-- START OF Material shown --
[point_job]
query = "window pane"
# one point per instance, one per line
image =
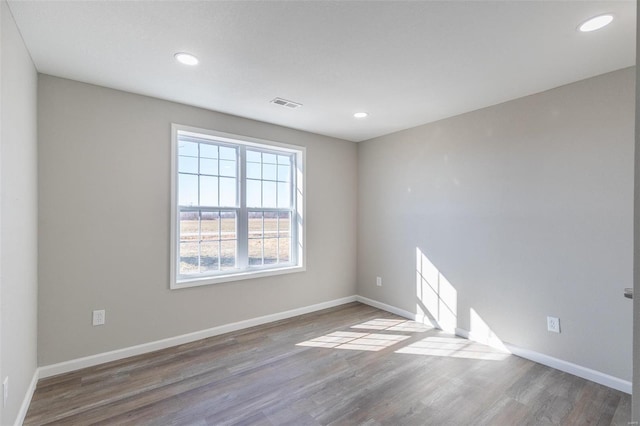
(254, 194)
(284, 224)
(284, 251)
(187, 164)
(254, 156)
(269, 194)
(208, 150)
(187, 148)
(228, 191)
(208, 166)
(270, 225)
(269, 172)
(255, 252)
(227, 168)
(284, 160)
(188, 258)
(187, 190)
(227, 254)
(209, 256)
(209, 222)
(269, 158)
(189, 226)
(270, 246)
(255, 225)
(208, 191)
(227, 153)
(284, 199)
(254, 171)
(284, 173)
(228, 226)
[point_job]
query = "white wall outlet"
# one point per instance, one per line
(5, 391)
(99, 317)
(553, 324)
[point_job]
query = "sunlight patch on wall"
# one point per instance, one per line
(437, 299)
(480, 332)
(454, 348)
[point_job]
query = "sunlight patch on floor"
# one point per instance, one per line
(393, 325)
(355, 341)
(454, 348)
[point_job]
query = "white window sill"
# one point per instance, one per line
(237, 276)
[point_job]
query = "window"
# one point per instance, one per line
(237, 207)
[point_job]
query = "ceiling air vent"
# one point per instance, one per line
(286, 103)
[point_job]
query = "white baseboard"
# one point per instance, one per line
(571, 368)
(89, 361)
(26, 401)
(549, 361)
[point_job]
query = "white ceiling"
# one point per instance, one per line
(406, 63)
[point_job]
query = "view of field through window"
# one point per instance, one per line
(210, 203)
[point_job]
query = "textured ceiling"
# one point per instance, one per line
(405, 63)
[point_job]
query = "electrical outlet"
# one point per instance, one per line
(99, 317)
(553, 324)
(5, 391)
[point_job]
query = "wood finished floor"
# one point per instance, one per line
(349, 365)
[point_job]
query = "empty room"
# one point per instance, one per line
(318, 213)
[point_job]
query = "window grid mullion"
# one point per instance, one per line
(242, 242)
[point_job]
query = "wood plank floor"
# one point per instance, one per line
(349, 365)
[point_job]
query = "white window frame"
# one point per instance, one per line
(298, 231)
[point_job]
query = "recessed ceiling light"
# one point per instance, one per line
(596, 23)
(186, 58)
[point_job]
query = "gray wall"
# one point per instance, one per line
(104, 207)
(525, 208)
(18, 213)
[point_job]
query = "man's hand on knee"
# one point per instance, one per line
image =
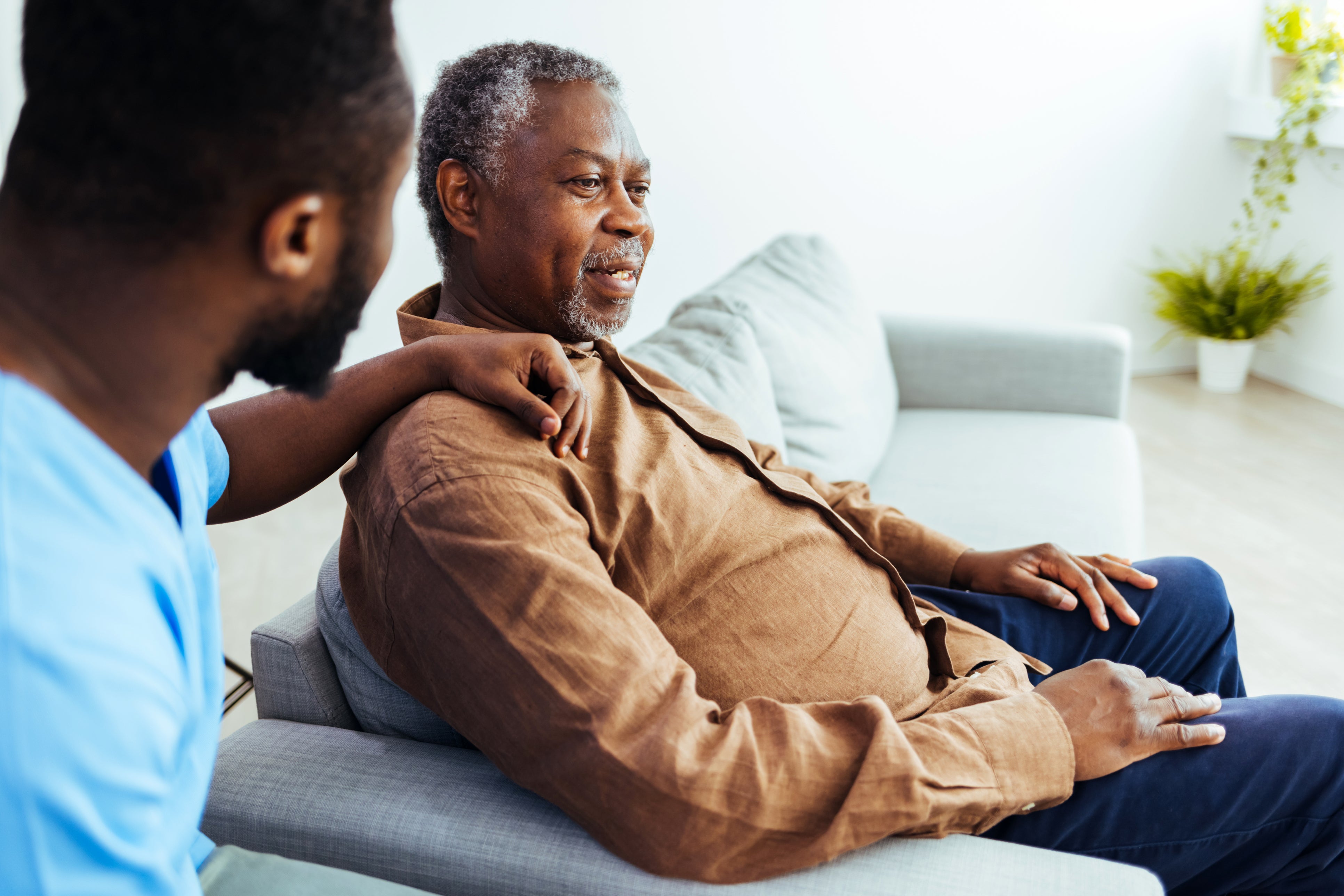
-- END OF Material shown --
■ Problem to solve
Count the lines of the entries above that contain the string "floor", with case counting, and reply with the number alone.

■ Solved problem
3